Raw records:
☆ ☆ ☆ ☆ ☆

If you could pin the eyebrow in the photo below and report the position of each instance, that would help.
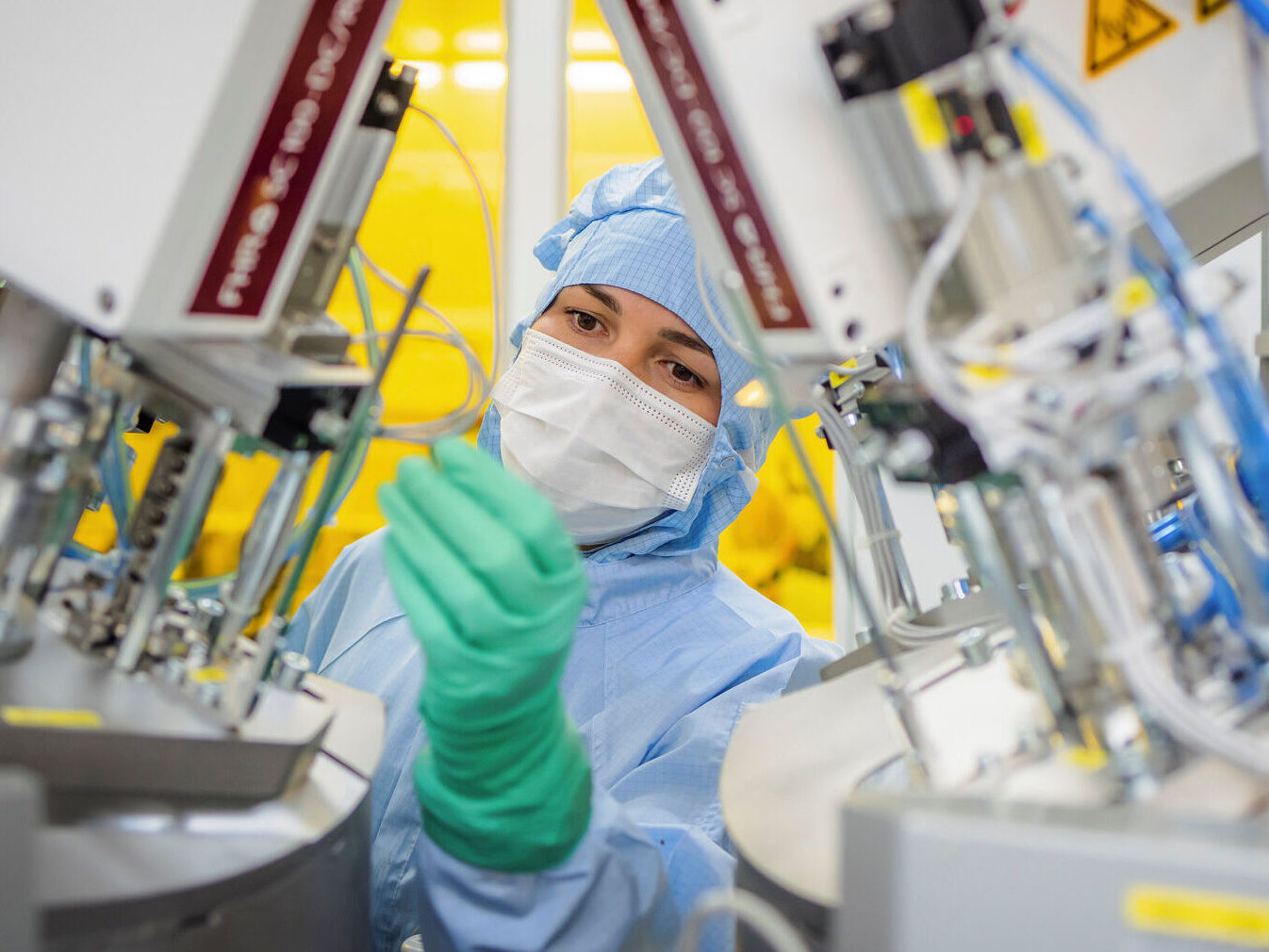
(607, 300)
(678, 336)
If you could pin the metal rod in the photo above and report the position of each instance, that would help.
(997, 579)
(358, 423)
(264, 549)
(183, 523)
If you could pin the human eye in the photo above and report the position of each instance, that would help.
(583, 321)
(684, 376)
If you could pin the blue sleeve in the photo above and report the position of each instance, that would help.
(655, 845)
(626, 886)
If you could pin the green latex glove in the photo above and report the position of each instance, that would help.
(492, 586)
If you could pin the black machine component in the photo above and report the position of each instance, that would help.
(945, 449)
(389, 98)
(887, 44)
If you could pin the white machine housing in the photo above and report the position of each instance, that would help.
(199, 231)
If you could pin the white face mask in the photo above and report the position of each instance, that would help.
(608, 451)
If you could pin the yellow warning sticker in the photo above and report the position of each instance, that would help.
(50, 717)
(1206, 9)
(1196, 914)
(924, 116)
(1119, 29)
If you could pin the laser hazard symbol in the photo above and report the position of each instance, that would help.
(1119, 29)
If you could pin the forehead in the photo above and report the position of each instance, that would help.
(634, 306)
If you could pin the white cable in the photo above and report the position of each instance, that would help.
(715, 319)
(928, 362)
(750, 909)
(479, 384)
(490, 240)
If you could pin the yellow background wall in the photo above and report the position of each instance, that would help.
(425, 211)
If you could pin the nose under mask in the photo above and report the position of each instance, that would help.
(609, 452)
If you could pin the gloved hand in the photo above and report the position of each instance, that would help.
(492, 586)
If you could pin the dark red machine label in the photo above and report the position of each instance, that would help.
(286, 157)
(731, 194)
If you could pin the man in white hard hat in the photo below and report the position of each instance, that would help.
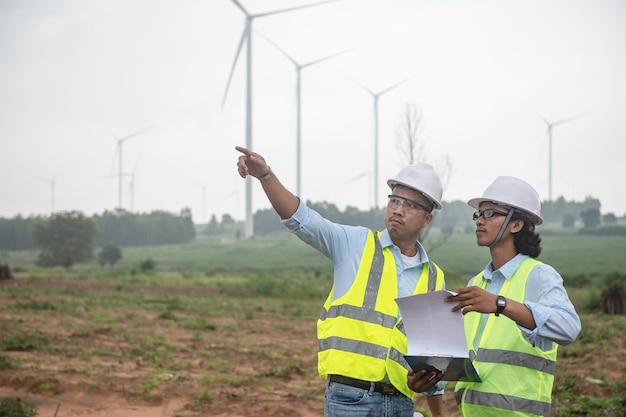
(361, 339)
(516, 311)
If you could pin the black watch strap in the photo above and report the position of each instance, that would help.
(500, 305)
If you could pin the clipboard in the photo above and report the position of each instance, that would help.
(436, 338)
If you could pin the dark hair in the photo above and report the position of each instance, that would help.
(527, 241)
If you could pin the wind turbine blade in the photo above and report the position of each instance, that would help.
(292, 8)
(327, 57)
(361, 85)
(569, 119)
(232, 70)
(241, 7)
(396, 84)
(281, 50)
(132, 135)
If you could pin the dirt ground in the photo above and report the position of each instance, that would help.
(254, 359)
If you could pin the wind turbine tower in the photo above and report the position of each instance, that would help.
(246, 37)
(299, 68)
(550, 126)
(376, 96)
(52, 182)
(118, 150)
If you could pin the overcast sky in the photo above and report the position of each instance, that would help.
(78, 75)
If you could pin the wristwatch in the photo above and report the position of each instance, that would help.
(500, 305)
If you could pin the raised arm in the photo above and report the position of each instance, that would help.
(251, 163)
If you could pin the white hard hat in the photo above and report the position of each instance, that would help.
(512, 192)
(422, 178)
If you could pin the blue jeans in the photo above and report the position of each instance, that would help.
(345, 401)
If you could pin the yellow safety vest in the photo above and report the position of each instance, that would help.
(360, 334)
(517, 377)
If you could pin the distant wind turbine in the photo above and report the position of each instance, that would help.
(52, 182)
(203, 188)
(246, 37)
(118, 151)
(299, 68)
(376, 97)
(550, 126)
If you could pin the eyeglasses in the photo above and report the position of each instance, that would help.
(487, 214)
(410, 205)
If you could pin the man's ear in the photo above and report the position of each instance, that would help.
(517, 225)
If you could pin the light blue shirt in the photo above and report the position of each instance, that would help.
(344, 246)
(547, 299)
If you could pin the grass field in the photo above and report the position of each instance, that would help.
(227, 328)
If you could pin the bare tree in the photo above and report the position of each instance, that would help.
(409, 134)
(411, 150)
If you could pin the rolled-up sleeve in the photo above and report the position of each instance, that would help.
(555, 316)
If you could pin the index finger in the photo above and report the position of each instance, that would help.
(243, 150)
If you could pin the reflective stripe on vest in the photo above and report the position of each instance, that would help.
(359, 334)
(517, 377)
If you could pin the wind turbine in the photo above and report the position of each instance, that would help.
(203, 188)
(52, 182)
(246, 37)
(376, 96)
(299, 68)
(550, 126)
(118, 151)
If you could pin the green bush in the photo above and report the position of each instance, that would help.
(17, 408)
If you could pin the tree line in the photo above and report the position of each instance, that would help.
(455, 215)
(160, 228)
(119, 226)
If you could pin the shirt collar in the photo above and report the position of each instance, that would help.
(508, 269)
(385, 241)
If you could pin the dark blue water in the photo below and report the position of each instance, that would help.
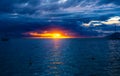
(60, 57)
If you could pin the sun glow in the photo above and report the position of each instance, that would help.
(54, 35)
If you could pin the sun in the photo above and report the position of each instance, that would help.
(56, 35)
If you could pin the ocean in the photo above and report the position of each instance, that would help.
(60, 57)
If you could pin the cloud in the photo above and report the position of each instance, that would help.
(110, 21)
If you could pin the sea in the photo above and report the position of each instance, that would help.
(60, 57)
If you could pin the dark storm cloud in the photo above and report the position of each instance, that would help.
(24, 15)
(46, 7)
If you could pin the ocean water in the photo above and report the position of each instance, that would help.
(60, 57)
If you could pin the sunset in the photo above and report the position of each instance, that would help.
(59, 37)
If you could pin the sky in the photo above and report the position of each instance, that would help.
(80, 16)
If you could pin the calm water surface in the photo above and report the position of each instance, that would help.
(60, 57)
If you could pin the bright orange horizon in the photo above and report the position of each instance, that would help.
(54, 35)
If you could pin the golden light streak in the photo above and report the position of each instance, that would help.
(49, 35)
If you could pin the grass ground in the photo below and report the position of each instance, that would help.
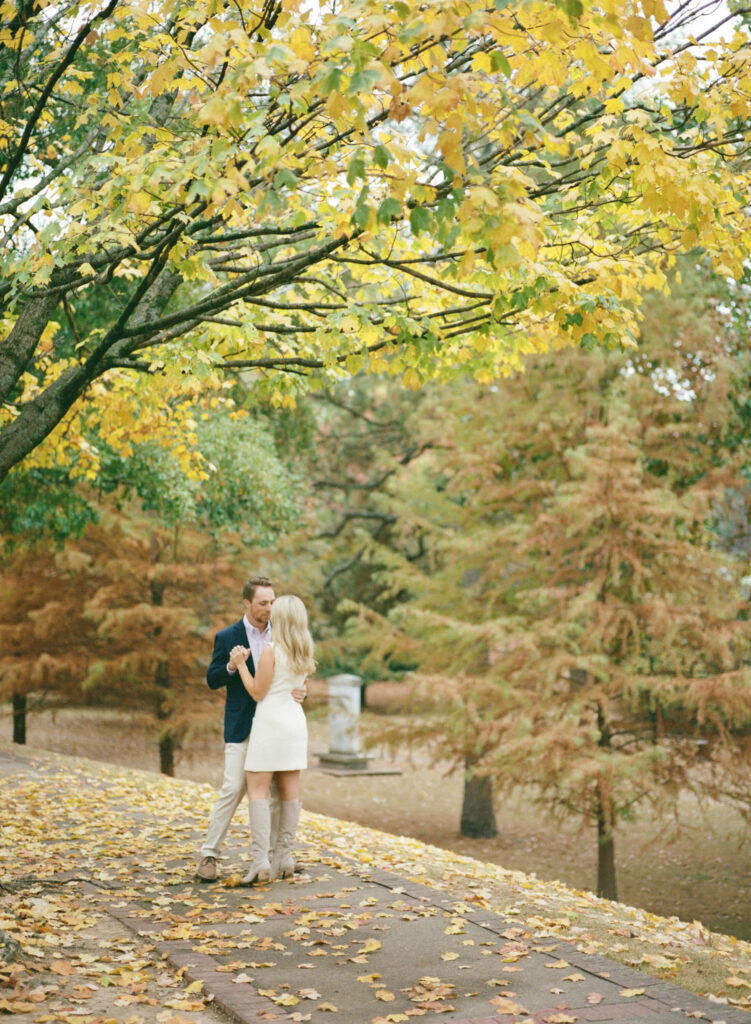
(703, 872)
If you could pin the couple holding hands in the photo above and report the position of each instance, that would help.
(263, 662)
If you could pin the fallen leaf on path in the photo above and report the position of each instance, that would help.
(505, 1007)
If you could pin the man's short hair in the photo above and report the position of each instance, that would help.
(252, 585)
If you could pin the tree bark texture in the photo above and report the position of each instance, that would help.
(19, 708)
(477, 814)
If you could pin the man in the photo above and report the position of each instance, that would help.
(253, 631)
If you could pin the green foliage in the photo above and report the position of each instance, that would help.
(574, 620)
(42, 503)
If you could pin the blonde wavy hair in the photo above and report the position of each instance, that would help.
(291, 633)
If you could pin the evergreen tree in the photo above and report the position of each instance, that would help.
(576, 624)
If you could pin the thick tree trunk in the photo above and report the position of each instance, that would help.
(606, 855)
(19, 708)
(167, 739)
(606, 823)
(167, 755)
(477, 815)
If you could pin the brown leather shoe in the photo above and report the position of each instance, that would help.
(206, 870)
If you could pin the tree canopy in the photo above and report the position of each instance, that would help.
(304, 190)
(575, 622)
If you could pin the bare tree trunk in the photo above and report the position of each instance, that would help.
(19, 708)
(606, 855)
(167, 743)
(167, 755)
(477, 815)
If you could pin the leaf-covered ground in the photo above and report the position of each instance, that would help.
(697, 873)
(78, 836)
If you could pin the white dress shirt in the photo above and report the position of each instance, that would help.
(257, 639)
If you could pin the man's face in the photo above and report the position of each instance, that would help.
(259, 609)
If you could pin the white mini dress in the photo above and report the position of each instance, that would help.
(279, 733)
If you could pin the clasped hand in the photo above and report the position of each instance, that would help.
(239, 655)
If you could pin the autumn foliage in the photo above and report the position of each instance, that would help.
(576, 623)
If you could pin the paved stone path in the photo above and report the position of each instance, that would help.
(364, 945)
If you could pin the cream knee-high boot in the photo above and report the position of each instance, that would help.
(283, 862)
(259, 815)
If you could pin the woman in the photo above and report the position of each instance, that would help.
(279, 734)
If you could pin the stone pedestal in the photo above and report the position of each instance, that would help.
(344, 699)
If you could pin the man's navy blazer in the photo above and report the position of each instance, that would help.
(240, 706)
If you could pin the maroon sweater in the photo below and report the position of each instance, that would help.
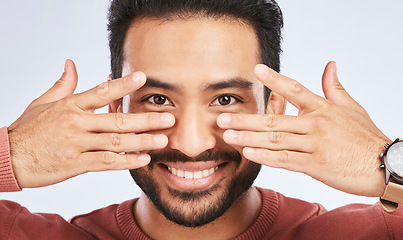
(280, 218)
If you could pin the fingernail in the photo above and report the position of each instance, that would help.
(262, 70)
(65, 66)
(225, 118)
(137, 77)
(231, 135)
(143, 158)
(160, 139)
(249, 151)
(167, 118)
(335, 69)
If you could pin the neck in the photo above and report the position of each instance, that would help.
(239, 217)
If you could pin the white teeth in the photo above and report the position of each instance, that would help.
(192, 175)
(180, 173)
(197, 175)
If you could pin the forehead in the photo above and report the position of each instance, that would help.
(196, 50)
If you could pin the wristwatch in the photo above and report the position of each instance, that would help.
(393, 165)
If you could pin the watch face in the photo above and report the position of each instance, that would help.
(394, 159)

☆ ☆ ☆ ☆ ☆

JOB ->
From the line that contains "If you could pin the neck" down to the last line of the listing above, repeat each line exactly, and include nothing else.

EXERCISE RESPONSE ->
If you could pin the neck in the photo above and report the position of each instance, that would help.
(239, 217)
If you could pin the white teeth in the photo above and report the position of each instance, that would help.
(192, 175)
(180, 173)
(197, 175)
If you could pin the forehead in the photo above and report the position of each instance, that would help.
(196, 50)
If you could pin the wristwatch in the photo above and report the position of each instance, that would help.
(393, 165)
If you could pin the watch face in the photo above and report the position of each instance, that would help.
(394, 159)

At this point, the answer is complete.